• [What the exercise asks]:
Beginning with the line that holds "of the folded", set down each line of the data below through the very last, exactly as given, and nothing beyond that.
# Start of The records
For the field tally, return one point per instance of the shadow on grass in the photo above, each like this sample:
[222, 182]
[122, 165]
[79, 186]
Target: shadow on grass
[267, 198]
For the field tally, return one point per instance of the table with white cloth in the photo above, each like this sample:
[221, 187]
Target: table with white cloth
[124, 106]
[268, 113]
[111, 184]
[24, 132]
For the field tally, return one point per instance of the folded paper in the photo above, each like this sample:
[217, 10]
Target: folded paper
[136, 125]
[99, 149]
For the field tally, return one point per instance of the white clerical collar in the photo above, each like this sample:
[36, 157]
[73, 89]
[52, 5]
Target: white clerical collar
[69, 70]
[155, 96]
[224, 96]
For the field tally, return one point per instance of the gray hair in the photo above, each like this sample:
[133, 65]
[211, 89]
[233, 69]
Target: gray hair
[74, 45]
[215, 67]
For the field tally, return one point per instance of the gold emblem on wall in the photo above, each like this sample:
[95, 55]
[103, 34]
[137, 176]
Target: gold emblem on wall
# End of The records
• [Reply to the task]:
For the field tally, return one point per instance of the folded paper in the photo above, each like this sample:
[217, 10]
Target: folded paper
[136, 125]
[99, 149]
For the field tally, return one point per instance of the white clerical collar in the photo above, each like this sample:
[36, 157]
[73, 89]
[52, 5]
Target: white clerical collar
[69, 70]
[155, 96]
[224, 96]
For the field tally, return one point per instance of the gray hair in the photo above, each like this sample:
[133, 65]
[211, 89]
[233, 69]
Target: gray hair
[74, 45]
[215, 67]
For the field tally, return one point per instance of the gold emblem on wall in the photo above, each like this sample:
[95, 55]
[103, 34]
[137, 176]
Target: gold emblem on wall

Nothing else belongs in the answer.